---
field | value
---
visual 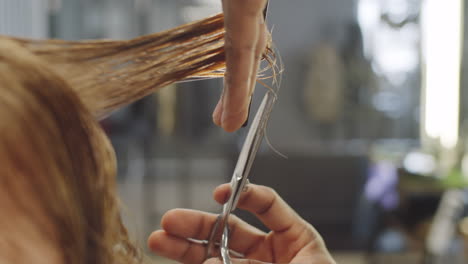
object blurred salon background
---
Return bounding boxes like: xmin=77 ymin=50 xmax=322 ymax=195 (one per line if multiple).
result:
xmin=0 ymin=0 xmax=468 ymax=264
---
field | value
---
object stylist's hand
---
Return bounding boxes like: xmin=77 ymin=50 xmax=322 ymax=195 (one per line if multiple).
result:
xmin=148 ymin=184 xmax=335 ymax=264
xmin=213 ymin=0 xmax=267 ymax=132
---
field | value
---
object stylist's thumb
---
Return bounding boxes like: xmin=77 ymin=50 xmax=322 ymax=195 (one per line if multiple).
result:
xmin=203 ymin=258 xmax=266 ymax=264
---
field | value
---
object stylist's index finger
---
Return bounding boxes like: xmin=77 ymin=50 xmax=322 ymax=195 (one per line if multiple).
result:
xmin=221 ymin=0 xmax=266 ymax=131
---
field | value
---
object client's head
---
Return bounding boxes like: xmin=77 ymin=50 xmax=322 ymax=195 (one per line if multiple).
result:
xmin=0 ymin=40 xmax=138 ymax=264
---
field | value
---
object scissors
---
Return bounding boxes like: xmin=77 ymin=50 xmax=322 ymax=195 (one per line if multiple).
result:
xmin=207 ymin=87 xmax=276 ymax=264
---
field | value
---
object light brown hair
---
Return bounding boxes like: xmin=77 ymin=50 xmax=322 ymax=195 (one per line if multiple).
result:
xmin=6 ymin=14 xmax=275 ymax=118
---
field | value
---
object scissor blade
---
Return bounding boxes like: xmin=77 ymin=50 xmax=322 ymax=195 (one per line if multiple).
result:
xmin=223 ymin=92 xmax=276 ymax=215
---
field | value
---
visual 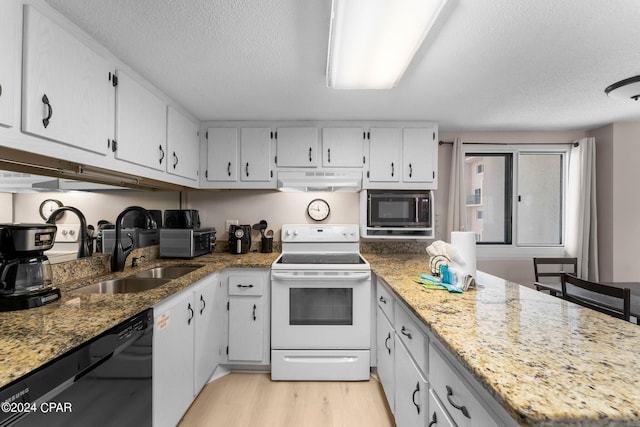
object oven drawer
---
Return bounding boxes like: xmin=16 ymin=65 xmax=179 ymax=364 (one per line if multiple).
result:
xmin=271 ymin=350 xmax=370 ymax=381
xmin=229 ymin=273 xmax=265 ymax=295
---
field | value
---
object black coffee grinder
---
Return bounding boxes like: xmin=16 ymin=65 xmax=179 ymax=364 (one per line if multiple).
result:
xmin=0 ymin=224 xmax=60 ymax=311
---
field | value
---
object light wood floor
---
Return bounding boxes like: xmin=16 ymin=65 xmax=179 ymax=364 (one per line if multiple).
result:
xmin=179 ymin=373 xmax=395 ymax=427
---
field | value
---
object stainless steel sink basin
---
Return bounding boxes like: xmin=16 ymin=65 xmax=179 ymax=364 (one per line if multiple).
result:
xmin=78 ymin=276 xmax=171 ymax=294
xmin=130 ymin=265 xmax=202 ymax=280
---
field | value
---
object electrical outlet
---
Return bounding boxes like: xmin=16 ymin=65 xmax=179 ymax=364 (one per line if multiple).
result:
xmin=56 ymin=224 xmax=80 ymax=243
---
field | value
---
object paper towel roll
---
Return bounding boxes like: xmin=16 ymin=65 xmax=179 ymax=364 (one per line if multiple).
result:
xmin=451 ymin=231 xmax=476 ymax=279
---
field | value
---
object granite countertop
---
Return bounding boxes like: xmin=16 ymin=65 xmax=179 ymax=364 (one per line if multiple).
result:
xmin=0 ymin=252 xmax=279 ymax=387
xmin=363 ymin=253 xmax=640 ymax=426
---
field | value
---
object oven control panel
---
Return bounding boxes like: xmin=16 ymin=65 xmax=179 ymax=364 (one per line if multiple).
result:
xmin=282 ymin=224 xmax=360 ymax=243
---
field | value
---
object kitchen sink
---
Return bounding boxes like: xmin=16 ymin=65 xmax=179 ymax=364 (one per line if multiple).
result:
xmin=130 ymin=265 xmax=202 ymax=280
xmin=78 ymin=276 xmax=171 ymax=294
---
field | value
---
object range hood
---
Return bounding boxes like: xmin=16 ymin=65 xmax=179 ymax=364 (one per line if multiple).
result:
xmin=278 ymin=171 xmax=362 ymax=192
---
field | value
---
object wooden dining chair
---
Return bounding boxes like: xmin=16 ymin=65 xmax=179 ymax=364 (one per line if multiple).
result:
xmin=533 ymin=258 xmax=578 ymax=296
xmin=561 ymin=273 xmax=631 ymax=321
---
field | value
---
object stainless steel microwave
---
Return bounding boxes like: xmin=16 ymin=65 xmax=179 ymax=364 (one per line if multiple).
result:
xmin=360 ymin=190 xmax=434 ymax=238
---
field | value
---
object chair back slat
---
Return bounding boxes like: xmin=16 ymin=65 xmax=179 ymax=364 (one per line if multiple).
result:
xmin=561 ymin=273 xmax=631 ymax=321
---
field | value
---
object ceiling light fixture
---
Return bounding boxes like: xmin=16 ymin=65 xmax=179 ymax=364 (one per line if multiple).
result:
xmin=327 ymin=0 xmax=446 ymax=89
xmin=604 ymin=76 xmax=640 ymax=101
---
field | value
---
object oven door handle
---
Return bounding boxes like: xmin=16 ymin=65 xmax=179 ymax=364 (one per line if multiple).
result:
xmin=271 ymin=271 xmax=371 ymax=282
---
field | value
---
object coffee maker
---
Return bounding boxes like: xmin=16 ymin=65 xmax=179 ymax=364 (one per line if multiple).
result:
xmin=229 ymin=225 xmax=251 ymax=254
xmin=0 ymin=224 xmax=60 ymax=311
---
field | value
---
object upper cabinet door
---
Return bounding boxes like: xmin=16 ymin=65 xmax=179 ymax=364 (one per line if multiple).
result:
xmin=115 ymin=70 xmax=169 ymax=171
xmin=240 ymin=128 xmax=273 ymax=181
xmin=21 ymin=6 xmax=114 ymax=154
xmin=322 ymin=128 xmax=364 ymax=168
xmin=402 ymin=128 xmax=438 ymax=182
xmin=0 ymin=0 xmax=19 ymax=127
xmin=368 ymin=128 xmax=402 ymax=182
xmin=277 ymin=128 xmax=318 ymax=168
xmin=206 ymin=128 xmax=239 ymax=181
xmin=167 ymin=106 xmax=200 ymax=181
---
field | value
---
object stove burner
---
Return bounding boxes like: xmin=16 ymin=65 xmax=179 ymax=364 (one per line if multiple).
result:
xmin=277 ymin=253 xmax=366 ymax=265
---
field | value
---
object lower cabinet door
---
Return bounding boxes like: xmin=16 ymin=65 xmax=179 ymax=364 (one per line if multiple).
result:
xmin=152 ymin=292 xmax=196 ymax=427
xmin=427 ymin=390 xmax=456 ymax=427
xmin=229 ymin=296 xmax=265 ymax=362
xmin=376 ymin=306 xmax=395 ymax=412
xmin=395 ymin=336 xmax=430 ymax=427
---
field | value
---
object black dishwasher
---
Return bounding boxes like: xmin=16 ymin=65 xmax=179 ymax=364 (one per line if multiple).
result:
xmin=0 ymin=309 xmax=153 ymax=427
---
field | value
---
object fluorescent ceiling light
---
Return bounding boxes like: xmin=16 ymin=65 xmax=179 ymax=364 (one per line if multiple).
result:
xmin=327 ymin=0 xmax=446 ymax=89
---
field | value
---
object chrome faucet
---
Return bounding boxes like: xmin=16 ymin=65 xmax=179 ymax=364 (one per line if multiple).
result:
xmin=111 ymin=206 xmax=158 ymax=272
xmin=47 ymin=206 xmax=91 ymax=258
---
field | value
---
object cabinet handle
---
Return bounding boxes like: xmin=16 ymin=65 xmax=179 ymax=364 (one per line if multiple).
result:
xmin=411 ymin=382 xmax=420 ymax=414
xmin=42 ymin=93 xmax=53 ymax=128
xmin=400 ymin=326 xmax=413 ymax=340
xmin=445 ymin=386 xmax=471 ymax=419
xmin=384 ymin=332 xmax=391 ymax=355
xmin=158 ymin=145 xmax=164 ymax=164
xmin=427 ymin=412 xmax=438 ymax=427
xmin=187 ymin=303 xmax=193 ymax=325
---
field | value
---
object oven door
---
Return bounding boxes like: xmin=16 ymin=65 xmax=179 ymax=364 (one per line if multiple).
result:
xmin=271 ymin=270 xmax=371 ymax=350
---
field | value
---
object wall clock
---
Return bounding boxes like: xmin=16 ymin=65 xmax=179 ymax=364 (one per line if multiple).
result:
xmin=307 ymin=199 xmax=331 ymax=221
xmin=40 ymin=199 xmax=64 ymax=221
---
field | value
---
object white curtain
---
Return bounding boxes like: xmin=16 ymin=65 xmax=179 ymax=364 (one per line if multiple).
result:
xmin=446 ymin=138 xmax=467 ymax=240
xmin=566 ymin=138 xmax=599 ymax=281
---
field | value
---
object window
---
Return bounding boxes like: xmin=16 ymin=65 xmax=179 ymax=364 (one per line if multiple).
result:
xmin=464 ymin=145 xmax=568 ymax=247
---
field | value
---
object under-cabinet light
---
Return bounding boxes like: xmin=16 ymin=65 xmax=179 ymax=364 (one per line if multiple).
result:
xmin=327 ymin=0 xmax=446 ymax=89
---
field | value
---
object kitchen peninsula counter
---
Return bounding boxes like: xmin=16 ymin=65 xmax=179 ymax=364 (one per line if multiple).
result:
xmin=0 ymin=252 xmax=279 ymax=387
xmin=363 ymin=253 xmax=640 ymax=426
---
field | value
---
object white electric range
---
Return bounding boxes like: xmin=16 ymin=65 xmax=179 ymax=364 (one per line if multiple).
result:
xmin=271 ymin=224 xmax=372 ymax=381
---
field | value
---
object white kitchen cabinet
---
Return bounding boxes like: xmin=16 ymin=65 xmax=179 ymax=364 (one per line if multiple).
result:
xmin=364 ymin=124 xmax=438 ymax=190
xmin=21 ymin=6 xmax=113 ymax=158
xmin=276 ymin=127 xmax=318 ymax=168
xmin=0 ymin=0 xmax=20 ymax=127
xmin=112 ymin=70 xmax=169 ymax=171
xmin=366 ymin=128 xmax=402 ymax=182
xmin=240 ymin=128 xmax=273 ymax=182
xmin=402 ymin=128 xmax=438 ymax=183
xmin=167 ymin=106 xmax=200 ymax=181
xmin=429 ymin=344 xmax=498 ymax=427
xmin=376 ymin=306 xmax=395 ymax=413
xmin=152 ymin=292 xmax=195 ymax=427
xmin=227 ymin=269 xmax=270 ymax=365
xmin=322 ymin=128 xmax=364 ymax=168
xmin=205 ymin=128 xmax=239 ymax=182
xmin=395 ymin=335 xmax=430 ymax=427
xmin=152 ymin=274 xmax=220 ymax=427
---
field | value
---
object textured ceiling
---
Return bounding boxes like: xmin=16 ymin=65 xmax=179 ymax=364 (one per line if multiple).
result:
xmin=47 ymin=0 xmax=640 ymax=130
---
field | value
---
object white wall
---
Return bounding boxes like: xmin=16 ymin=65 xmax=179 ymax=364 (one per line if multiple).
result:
xmin=185 ymin=190 xmax=360 ymax=240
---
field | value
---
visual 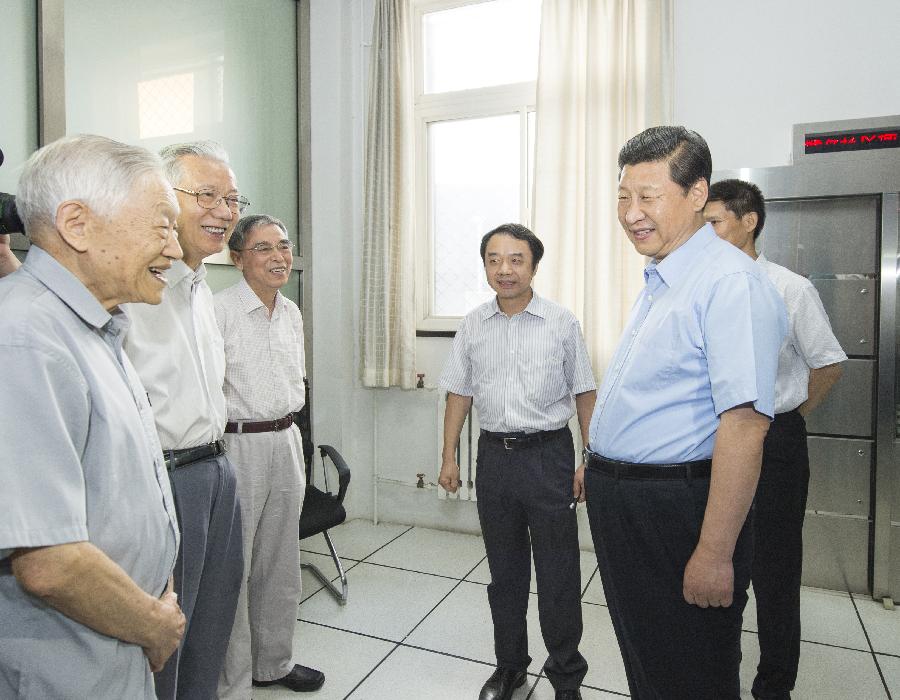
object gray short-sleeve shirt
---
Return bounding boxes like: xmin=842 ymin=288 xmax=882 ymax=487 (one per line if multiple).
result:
xmin=0 ymin=246 xmax=178 ymax=698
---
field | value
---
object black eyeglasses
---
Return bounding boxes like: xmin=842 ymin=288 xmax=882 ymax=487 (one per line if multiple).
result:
xmin=237 ymin=241 xmax=294 ymax=255
xmin=172 ymin=187 xmax=250 ymax=214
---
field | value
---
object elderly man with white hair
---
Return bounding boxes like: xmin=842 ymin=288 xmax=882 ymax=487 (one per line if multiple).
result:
xmin=215 ymin=214 xmax=325 ymax=700
xmin=0 ymin=136 xmax=185 ymax=699
xmin=125 ymin=141 xmax=249 ymax=700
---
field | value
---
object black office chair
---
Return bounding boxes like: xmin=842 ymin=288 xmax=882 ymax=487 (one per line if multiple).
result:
xmin=294 ymin=378 xmax=350 ymax=605
xmin=300 ymin=445 xmax=350 ymax=605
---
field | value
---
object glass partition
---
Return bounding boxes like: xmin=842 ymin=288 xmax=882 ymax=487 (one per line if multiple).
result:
xmin=65 ymin=0 xmax=303 ymax=301
xmin=0 ymin=0 xmax=38 ymax=257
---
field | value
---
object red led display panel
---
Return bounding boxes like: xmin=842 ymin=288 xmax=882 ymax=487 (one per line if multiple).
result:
xmin=804 ymin=127 xmax=900 ymax=154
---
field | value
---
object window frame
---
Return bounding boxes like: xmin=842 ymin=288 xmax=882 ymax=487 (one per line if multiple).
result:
xmin=413 ymin=0 xmax=537 ymax=334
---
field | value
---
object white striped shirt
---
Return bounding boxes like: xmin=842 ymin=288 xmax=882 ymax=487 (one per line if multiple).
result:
xmin=214 ymin=280 xmax=306 ymax=421
xmin=440 ymin=294 xmax=597 ymax=433
xmin=122 ymin=260 xmax=225 ymax=450
xmin=756 ymin=255 xmax=847 ymax=413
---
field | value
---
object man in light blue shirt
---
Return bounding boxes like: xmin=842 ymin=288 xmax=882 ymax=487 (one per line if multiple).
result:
xmin=0 ymin=136 xmax=185 ymax=700
xmin=585 ymin=127 xmax=786 ymax=700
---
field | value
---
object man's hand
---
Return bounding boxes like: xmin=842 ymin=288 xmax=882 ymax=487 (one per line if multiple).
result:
xmin=572 ymin=463 xmax=586 ymax=503
xmin=682 ymin=545 xmax=734 ymax=608
xmin=438 ymin=459 xmax=459 ymax=493
xmin=144 ymin=591 xmax=185 ymax=673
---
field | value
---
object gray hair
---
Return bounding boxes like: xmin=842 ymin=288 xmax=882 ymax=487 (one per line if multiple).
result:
xmin=228 ymin=214 xmax=288 ymax=251
xmin=159 ymin=141 xmax=228 ymax=187
xmin=16 ymin=134 xmax=164 ymax=235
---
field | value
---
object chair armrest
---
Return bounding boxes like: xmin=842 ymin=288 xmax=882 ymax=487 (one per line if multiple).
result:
xmin=319 ymin=445 xmax=350 ymax=503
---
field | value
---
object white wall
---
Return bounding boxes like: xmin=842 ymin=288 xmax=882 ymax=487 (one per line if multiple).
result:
xmin=674 ymin=0 xmax=900 ymax=170
xmin=311 ymin=0 xmax=900 ymax=532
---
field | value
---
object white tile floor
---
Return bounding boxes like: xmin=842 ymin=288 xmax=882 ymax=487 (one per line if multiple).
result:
xmin=254 ymin=520 xmax=900 ymax=700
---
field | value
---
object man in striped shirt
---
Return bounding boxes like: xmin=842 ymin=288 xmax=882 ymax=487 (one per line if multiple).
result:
xmin=703 ymin=180 xmax=847 ymax=700
xmin=439 ymin=224 xmax=596 ymax=700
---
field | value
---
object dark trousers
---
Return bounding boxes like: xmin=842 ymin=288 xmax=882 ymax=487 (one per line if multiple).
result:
xmin=585 ymin=462 xmax=753 ymax=700
xmin=753 ymin=411 xmax=809 ymax=700
xmin=156 ymin=455 xmax=244 ymax=700
xmin=476 ymin=431 xmax=587 ymax=689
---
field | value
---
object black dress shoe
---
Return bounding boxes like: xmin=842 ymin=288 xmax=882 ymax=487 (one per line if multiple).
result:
xmin=478 ymin=666 xmax=525 ymax=700
xmin=253 ymin=664 xmax=325 ymax=693
xmin=556 ymin=688 xmax=581 ymax=700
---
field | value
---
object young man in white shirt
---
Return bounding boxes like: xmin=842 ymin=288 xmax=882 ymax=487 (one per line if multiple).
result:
xmin=704 ymin=180 xmax=847 ymax=700
xmin=439 ymin=224 xmax=596 ymax=700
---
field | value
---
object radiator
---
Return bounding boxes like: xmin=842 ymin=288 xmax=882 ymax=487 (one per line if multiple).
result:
xmin=435 ymin=392 xmax=481 ymax=501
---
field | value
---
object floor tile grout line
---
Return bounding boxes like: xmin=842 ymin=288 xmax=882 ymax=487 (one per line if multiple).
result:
xmin=847 ymin=590 xmax=892 ymax=700
xmin=400 ymin=555 xmax=487 ymax=644
xmin=346 ymin=557 xmax=487 ymax=586
xmin=360 ymin=525 xmax=415 ymax=563
xmin=736 ymin=624 xmax=888 ymax=659
xmin=344 ymin=644 xmax=400 ymax=700
xmin=297 ymin=561 xmax=361 ymax=605
xmin=297 ymin=616 xmax=628 ymax=700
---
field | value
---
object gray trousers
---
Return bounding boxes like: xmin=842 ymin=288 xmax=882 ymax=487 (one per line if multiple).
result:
xmin=156 ymin=455 xmax=244 ymax=700
xmin=218 ymin=426 xmax=306 ymax=700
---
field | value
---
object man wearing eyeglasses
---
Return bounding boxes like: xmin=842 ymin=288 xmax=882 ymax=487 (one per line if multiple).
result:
xmin=125 ymin=141 xmax=249 ymax=700
xmin=215 ymin=215 xmax=325 ymax=700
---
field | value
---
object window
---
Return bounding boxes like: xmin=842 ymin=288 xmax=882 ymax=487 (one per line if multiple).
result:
xmin=414 ymin=0 xmax=541 ymax=331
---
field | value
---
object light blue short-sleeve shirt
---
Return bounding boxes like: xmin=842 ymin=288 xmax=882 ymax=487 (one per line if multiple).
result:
xmin=0 ymin=246 xmax=178 ymax=700
xmin=590 ymin=224 xmax=787 ymax=464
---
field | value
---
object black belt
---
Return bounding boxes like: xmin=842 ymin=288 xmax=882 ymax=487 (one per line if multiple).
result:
xmin=587 ymin=451 xmax=712 ymax=479
xmin=481 ymin=425 xmax=569 ymax=450
xmin=163 ymin=440 xmax=225 ymax=472
xmin=225 ymin=413 xmax=294 ymax=433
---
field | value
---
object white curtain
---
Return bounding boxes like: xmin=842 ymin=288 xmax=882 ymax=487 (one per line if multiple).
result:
xmin=361 ymin=0 xmax=416 ymax=389
xmin=532 ymin=0 xmax=672 ymax=377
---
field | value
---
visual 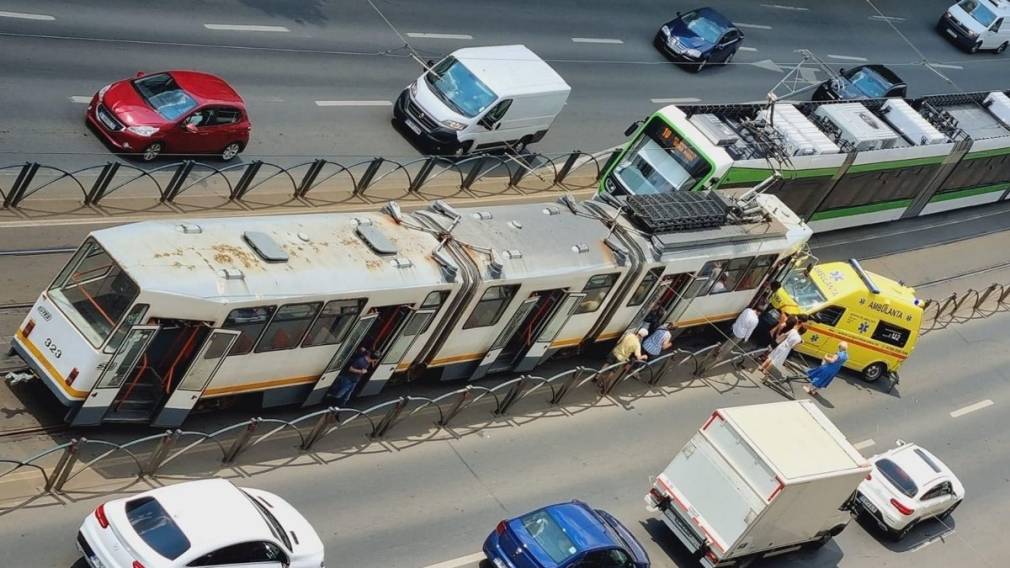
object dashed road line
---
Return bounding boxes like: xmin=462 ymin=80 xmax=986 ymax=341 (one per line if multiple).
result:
xmin=649 ymin=97 xmax=701 ymax=104
xmin=0 ymin=12 xmax=57 ymax=21
xmin=315 ymin=101 xmax=393 ymax=106
xmin=407 ymin=31 xmax=474 ymax=39
xmin=950 ymin=398 xmax=995 ymax=418
xmin=572 ymin=37 xmax=624 ymax=44
xmin=203 ymin=23 xmax=291 ymax=33
xmin=424 ymin=552 xmax=485 ymax=568
xmin=827 ymin=54 xmax=868 ymax=61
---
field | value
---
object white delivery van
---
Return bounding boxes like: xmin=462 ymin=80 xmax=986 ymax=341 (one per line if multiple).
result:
xmin=393 ymin=45 xmax=572 ymax=155
xmin=645 ymin=400 xmax=870 ymax=568
xmin=936 ymin=0 xmax=1010 ymax=54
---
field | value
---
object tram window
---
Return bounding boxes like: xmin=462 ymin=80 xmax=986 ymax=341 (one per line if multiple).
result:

§ §

_OBJECTIVE_. Starting at the first line of the records and ending at the line containing "xmin=213 ymin=0 xmax=267 ymax=132", put each line into a JSON list of strings, one string per line and both ends included, with blank lines omitted. Leave the pictures out of the answer.

_ANSWER_.
[
  "---",
  "field | value",
  "---",
  "visual ",
  "object blurred salon background",
  "---",
  "Return bounding boxes like: xmin=77 ymin=50 xmax=322 ymax=195 (one per line if multiple).",
  "result:",
  "xmin=0 ymin=0 xmax=468 ymax=264",
  "---",
  "field | value",
  "---",
  "object stylist's hand",
  "---",
  "Return bounding boxes like: xmin=77 ymin=50 xmax=322 ymax=195 (one per line if multiple).",
  "result:",
  "xmin=148 ymin=184 xmax=335 ymax=264",
  "xmin=213 ymin=0 xmax=267 ymax=132"
]